Return all of the following records word for word, leaving out the pictures.

(Image object location records)
---+---

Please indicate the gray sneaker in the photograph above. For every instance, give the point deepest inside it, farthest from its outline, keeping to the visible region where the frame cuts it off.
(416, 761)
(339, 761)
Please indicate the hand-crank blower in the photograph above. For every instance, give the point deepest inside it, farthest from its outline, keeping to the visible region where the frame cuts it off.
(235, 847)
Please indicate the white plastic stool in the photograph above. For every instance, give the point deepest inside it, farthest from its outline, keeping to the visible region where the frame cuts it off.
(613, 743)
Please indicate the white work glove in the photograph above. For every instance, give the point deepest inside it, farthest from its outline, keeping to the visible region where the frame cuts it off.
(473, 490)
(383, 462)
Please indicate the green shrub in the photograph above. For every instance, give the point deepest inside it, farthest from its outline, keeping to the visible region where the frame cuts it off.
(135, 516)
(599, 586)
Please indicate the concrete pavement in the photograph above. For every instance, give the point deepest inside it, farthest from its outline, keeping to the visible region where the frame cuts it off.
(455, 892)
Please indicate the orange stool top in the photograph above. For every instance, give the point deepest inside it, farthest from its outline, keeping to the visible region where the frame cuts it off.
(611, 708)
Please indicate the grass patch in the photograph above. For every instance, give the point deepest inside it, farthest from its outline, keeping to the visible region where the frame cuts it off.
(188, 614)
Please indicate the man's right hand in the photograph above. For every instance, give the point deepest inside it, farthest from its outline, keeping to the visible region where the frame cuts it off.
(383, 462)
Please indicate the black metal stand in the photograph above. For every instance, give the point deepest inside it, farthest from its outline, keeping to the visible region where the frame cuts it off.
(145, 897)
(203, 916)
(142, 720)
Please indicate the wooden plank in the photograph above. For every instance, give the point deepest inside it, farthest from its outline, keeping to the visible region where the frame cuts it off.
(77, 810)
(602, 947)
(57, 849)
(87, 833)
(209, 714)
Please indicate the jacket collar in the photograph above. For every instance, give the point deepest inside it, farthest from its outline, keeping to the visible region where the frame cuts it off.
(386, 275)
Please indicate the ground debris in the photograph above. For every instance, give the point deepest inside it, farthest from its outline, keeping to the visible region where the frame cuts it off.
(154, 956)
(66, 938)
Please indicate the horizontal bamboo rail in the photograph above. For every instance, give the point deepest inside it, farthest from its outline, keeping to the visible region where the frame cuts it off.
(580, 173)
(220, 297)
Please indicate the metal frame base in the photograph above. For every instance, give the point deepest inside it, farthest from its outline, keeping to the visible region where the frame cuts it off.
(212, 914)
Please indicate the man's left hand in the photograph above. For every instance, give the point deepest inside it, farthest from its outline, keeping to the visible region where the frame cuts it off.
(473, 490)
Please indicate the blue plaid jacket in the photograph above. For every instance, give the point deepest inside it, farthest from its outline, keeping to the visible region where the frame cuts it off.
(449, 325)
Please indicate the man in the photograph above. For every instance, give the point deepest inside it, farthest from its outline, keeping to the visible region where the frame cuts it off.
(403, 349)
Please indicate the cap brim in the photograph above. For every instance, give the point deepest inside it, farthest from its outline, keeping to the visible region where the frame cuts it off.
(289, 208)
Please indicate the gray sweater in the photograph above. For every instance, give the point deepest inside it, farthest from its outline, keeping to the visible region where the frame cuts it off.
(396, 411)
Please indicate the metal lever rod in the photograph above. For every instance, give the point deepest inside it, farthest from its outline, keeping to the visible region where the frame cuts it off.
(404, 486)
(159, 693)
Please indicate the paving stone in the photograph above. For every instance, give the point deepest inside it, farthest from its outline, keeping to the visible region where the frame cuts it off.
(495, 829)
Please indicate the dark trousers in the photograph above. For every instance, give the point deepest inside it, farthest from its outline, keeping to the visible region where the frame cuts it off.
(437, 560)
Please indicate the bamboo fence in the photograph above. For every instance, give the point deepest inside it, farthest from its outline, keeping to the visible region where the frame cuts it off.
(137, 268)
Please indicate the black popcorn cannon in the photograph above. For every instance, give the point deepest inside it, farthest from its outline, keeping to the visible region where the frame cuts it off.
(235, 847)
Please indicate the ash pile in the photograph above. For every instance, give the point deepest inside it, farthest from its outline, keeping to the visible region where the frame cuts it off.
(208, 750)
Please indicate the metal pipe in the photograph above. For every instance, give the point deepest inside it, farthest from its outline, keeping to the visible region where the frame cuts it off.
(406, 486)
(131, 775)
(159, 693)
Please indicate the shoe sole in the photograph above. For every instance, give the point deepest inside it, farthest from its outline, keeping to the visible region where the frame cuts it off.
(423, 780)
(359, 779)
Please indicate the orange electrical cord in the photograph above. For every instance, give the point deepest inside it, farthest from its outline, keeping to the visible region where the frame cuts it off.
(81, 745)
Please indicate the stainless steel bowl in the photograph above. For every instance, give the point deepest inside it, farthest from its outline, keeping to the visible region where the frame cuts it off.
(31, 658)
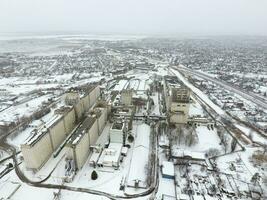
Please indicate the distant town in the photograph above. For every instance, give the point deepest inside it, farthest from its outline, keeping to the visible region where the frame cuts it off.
(133, 118)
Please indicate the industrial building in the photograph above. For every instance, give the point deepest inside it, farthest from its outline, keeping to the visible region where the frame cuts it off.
(85, 136)
(117, 133)
(179, 105)
(177, 98)
(126, 97)
(45, 140)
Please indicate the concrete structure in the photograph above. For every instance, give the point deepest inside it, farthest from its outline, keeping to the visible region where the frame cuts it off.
(86, 135)
(48, 138)
(167, 170)
(117, 133)
(110, 156)
(126, 97)
(78, 147)
(179, 102)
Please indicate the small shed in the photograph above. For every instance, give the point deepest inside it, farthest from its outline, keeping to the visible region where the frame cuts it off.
(167, 170)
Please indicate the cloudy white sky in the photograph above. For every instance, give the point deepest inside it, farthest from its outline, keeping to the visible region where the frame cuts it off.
(246, 17)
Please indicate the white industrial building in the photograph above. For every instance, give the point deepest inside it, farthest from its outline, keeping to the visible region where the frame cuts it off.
(117, 133)
(177, 98)
(38, 148)
(86, 135)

---+---

**In response**
Please indicate the gray sneaker in the photograph above. For every instance, give the point deepest inside it, farthest from its outline, keeping to the visible region where the frame cuts it off.
(416, 761)
(339, 761)
Please indicate the hand-crank blower in the photograph above. For every instance, give the point deepest inside it, farthest from its outline, keeping to the visible region where the frame cuts it off.
(235, 847)
Please indicate the white plastic stool in the photograph above. For every instance, give the point deepest inside it, farthest from its outline, keeping to the visible region where the frame cuts it off.
(613, 743)
Please indicate the white work glove in the photograph above. For every instance, give the point deepest inside it, farthest from its outline, keeping to the visible region where the frame cuts it off.
(473, 490)
(383, 462)
Please indicate the green shrub in the photograph above. For every instance, give the point deepest inside it, farthest from its outline, keeping to the visible region where the frame cuts it off.
(135, 516)
(599, 586)
Please indicate the concrete pavement in the photograph above. For every instance, give the point deepest inside it, farthest from its outline, keeping to the visible region where the frame cuts it off.
(455, 892)
Please indicate the orange stool top in the photograph above. For every instance, give the point deepest inside it, farthest from its outline, keeping to the visible region where the frame cuts it off.
(611, 708)
Please indicate the grass patch in the photograph above. For every instance, give the point deepest inside it, farthest from its outline, keeping to the visible region where the frame cuts it off.
(188, 614)
Please indicate the man's right hand in the photograph above. For every instance, give the point deepest inside it, farthest from its outline, keeping to the visible region where the frame cuts it off.
(383, 462)
Please indicate the black metal stand in the photograph above. For every instance, give the point deepest inside it, farthest from its outline, keeping to the visible region where the frame cuts it off.
(145, 897)
(203, 916)
(142, 720)
Please indicate the wooden plank in the photograph above. For every instance, give the point deepest inside it, farthest from its outline, keeping to the visible region where the frame cuts it off.
(77, 810)
(602, 947)
(57, 849)
(87, 833)
(209, 714)
Please indicate the jacket collar in the photograph above. For every instance, give the point deepest inside it, farthest from its outline, keeping to the visible region where the frame cuts it off.
(386, 275)
Please indicate the ground debris in the photograph above. For every instance, give the point deepest inside it, farthest from its outline, keeping to the visible region where the frame cuts it off.
(154, 956)
(66, 938)
Please indicate the horizontal bamboo rail in the photograph above. For every instance, give the point deepest inside it, farthest from its outline, keeping to the visible region where the frame cuts it off.
(580, 173)
(220, 297)
Please indicate the metal frame base in the photograph above. For every instance, give the point deepest inside it, farthest from its outline, keeping to the visible region where the frame cuts it off.
(212, 914)
Please indicate the man's left hand in the photograph above. For every instance, give the point deepest inside it, farthest from its outline, keeping to the visible region where the frame cuts it off.
(473, 490)
Please indicate the blue plaid jacket in the photograph above. For every instance, give the point deepest inside it, farthest from its outline, keeping to the visible region where the frame cuts it off.
(449, 325)
Please indicate the man in the photograph above. For every instance, give the point deepest inside it, farthest from its outline, keeping to the visible region where the frame cuts it off.
(403, 349)
Please indicate the cap brim in the photograph above. For every instance, give the point deepest inside it, farthest from its outline, keeping to the visible region where the frame cuts it off.
(289, 208)
Please indicate the gray sweater in the photograph above. For every instance, give the point deepest inside it, farthest from its outline, keeping to the visible region where the frame cuts it off.
(396, 411)
Please indicate the metal lever rod in the photograph above. For every instance, give the point deepest inside it, farthest from its outline, keeping to the visible region where the frame cuts it off.
(404, 486)
(159, 693)
Please indicate the paving stone in the photograph above. For every instance, give the point deepest inside it, farthest from its outline, keeping to the visible region where the frame cuts it off.
(495, 829)
Please indicate the dark trousers in the photograph above. For every instance, give the point deepest inside it, farthest from its outline, keeping to the visible region where the frame cuts it off.
(437, 560)
Please indicate the bamboo fence in the photograph above. For every instance, give the point deepest inside it, farthest from its outline, keeping to the visible region where the frame cuts it off.
(137, 268)
Please indicate the black popcorn cannon in the photograph above. For every instance, give the point deepest inside it, farthest from its outline, keeping to the visible region where the frame cuts it off.
(235, 847)
Please indicate the ash pile in the photograph above. For every instance, give the point deepest inside it, farthest from its outline, keeping to the visible region where the frame cuts it off.
(208, 750)
Please indicate the metal pipe in the photograph above. For every instance, give the point deepest inside it, farthest from its outline, keeping to the visible region where the frame cuts it off.
(406, 486)
(131, 775)
(159, 693)
Please indicate the shoe sole in the photograph above. For every instance, give the point deepest inside it, farthest from its outline, keeping to the visible region where the frame cuts it off.
(423, 780)
(359, 779)
Please indicate the orange electrical cord in the photograph above. For every instance, give the point deepest inside it, farthest from its outline, keeping to the visible region where the frame cuts it off.
(81, 745)
Please indicate the stainless steel bowl in the photograph above. For every instance, give the point deepest inside it, farthest from its outline, keeping to the visible region where the frame cuts it off.
(31, 658)
Please indicate the distant town in the photograph above. For every instance, give the point deepest inside it, farthest from its outline, keeping to the visible region where the frame cuts it off.
(133, 118)
Please indicate the industrial building in the photograph above. For every instance, give the point deepest inside it, farthest from its outline, keeping to the visible region where the frame cuts it off.
(85, 136)
(117, 133)
(179, 105)
(177, 98)
(126, 97)
(45, 140)
Please indicate the concrete structure in the photograph above. For every instance, give the point deepest inside it, farthest from its outline, keeping to the visible region where the frame cuts it off.
(86, 135)
(48, 138)
(167, 170)
(117, 133)
(110, 156)
(126, 97)
(78, 147)
(179, 102)
Please indicate the small shed in the photograph above. For every instance, give the point deepest inside it, farthest from its outline, keeping to the visible region where the frame cuts it off.
(167, 170)
Please indicate the cloudy white sky in the photograph above. For every instance, give the point deepest inside it, farthest from its outline, keeping to the visible region where the frame cuts it off.
(246, 17)
Please indicate the white industrial building in the photograph above. For every instance, give the point deepest inside it, farthest from its outline, keeping to the visible region where the frame cuts it off.
(117, 133)
(177, 98)
(38, 148)
(86, 135)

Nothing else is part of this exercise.